_What this task involves_
Collect each line of the material that contains the word "window" and copy it out whole. Case counts.
━━━ Records for processing
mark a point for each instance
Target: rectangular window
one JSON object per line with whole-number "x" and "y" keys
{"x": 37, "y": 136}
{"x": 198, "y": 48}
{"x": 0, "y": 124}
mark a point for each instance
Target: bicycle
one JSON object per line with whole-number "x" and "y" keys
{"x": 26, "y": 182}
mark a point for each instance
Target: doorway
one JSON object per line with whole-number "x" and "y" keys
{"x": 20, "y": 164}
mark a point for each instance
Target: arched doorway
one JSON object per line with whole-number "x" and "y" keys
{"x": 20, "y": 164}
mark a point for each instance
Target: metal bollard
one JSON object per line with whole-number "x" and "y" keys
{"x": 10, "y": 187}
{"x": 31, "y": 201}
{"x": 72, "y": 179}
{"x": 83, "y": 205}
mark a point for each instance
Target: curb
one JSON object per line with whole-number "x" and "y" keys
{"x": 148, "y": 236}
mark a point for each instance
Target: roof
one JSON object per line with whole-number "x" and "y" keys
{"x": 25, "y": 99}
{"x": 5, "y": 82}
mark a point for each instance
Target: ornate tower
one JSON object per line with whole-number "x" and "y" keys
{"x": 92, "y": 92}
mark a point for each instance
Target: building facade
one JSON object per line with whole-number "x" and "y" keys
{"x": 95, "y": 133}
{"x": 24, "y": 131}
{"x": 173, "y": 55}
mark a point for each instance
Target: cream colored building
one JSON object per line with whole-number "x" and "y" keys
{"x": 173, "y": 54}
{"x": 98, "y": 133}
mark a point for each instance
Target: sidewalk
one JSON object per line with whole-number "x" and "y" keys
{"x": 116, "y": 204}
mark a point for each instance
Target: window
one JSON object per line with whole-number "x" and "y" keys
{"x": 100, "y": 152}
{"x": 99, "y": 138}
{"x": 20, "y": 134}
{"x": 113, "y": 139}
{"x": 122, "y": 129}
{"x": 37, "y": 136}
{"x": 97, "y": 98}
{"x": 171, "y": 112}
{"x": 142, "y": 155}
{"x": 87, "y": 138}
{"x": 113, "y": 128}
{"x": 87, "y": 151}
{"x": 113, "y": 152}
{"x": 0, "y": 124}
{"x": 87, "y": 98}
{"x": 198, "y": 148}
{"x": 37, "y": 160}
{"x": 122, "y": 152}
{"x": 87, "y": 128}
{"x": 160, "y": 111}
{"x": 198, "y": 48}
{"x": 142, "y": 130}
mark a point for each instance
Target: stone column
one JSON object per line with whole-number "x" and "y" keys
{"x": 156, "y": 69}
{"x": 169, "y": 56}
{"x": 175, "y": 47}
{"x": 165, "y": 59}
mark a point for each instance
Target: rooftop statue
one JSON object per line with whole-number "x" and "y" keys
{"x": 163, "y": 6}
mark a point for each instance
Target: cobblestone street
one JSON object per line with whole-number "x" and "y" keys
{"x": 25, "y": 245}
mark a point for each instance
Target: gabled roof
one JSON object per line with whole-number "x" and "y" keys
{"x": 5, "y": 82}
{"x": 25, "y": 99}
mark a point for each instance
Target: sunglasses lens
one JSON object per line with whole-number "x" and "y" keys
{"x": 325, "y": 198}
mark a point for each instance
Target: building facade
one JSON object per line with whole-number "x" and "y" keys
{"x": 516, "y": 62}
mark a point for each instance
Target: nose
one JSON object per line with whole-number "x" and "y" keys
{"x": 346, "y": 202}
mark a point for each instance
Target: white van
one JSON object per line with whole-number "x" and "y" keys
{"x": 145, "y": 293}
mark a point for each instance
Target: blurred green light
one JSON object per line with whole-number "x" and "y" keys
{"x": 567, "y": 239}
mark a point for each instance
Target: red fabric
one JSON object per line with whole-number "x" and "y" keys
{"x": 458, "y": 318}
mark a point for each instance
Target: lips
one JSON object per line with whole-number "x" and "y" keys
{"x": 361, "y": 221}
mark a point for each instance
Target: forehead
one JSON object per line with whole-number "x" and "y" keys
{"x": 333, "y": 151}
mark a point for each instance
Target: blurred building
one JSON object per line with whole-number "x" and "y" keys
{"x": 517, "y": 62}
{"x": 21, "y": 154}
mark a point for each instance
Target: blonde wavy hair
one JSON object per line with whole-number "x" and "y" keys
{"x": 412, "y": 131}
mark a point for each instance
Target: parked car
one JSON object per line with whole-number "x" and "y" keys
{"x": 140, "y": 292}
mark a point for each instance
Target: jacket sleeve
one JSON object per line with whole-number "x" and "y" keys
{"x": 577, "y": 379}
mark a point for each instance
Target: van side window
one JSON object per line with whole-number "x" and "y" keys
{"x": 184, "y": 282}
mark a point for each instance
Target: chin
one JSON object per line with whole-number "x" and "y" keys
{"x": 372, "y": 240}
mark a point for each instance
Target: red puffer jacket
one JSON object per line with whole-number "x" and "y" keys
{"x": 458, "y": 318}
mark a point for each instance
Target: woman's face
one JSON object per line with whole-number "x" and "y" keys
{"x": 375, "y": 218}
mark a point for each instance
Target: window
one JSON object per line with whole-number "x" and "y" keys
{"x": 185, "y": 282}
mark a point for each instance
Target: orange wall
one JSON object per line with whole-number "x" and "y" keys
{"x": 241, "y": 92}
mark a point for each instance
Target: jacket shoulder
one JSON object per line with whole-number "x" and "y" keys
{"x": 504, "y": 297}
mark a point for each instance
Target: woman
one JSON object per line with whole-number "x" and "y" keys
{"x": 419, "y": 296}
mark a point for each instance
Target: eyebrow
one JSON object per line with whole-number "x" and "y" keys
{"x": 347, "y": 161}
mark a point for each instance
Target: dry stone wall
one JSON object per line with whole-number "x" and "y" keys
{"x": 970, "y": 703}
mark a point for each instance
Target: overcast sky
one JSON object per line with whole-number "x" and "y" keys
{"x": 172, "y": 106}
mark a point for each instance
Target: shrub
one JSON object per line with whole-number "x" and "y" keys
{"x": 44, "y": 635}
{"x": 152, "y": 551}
━━━━━━
_Task output_
Target: rectangular window
Target: window
Target: van side window
Target: window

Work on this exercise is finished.